**REQUIRED TASK:** Replace "tree trunk" with "lamp post" throughout the lines below. Keep every other part unchanged.

[Rows from a pointing dataset]

====

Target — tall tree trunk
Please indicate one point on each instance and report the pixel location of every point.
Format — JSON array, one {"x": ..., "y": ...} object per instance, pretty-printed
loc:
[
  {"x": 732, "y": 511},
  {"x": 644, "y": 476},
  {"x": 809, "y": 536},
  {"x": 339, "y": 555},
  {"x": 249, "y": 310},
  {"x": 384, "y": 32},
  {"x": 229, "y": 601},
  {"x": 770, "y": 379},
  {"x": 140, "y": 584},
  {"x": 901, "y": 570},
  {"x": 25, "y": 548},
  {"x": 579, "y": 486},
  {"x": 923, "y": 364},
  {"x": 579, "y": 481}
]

====

**SOLUTION TO THE EXERCISE:**
Target — tall lamp post
Please indicate one point on each instance and report the pixel location of every point.
Format — JSON array, one {"x": ..., "y": ...} object per instance, pretty-printed
loc:
[
  {"x": 732, "y": 511},
  {"x": 644, "y": 476},
  {"x": 809, "y": 536},
  {"x": 339, "y": 555},
  {"x": 249, "y": 310},
  {"x": 384, "y": 32},
  {"x": 229, "y": 601},
  {"x": 770, "y": 379},
  {"x": 140, "y": 584},
  {"x": 901, "y": 570},
  {"x": 25, "y": 548},
  {"x": 579, "y": 486},
  {"x": 923, "y": 364},
  {"x": 579, "y": 481}
]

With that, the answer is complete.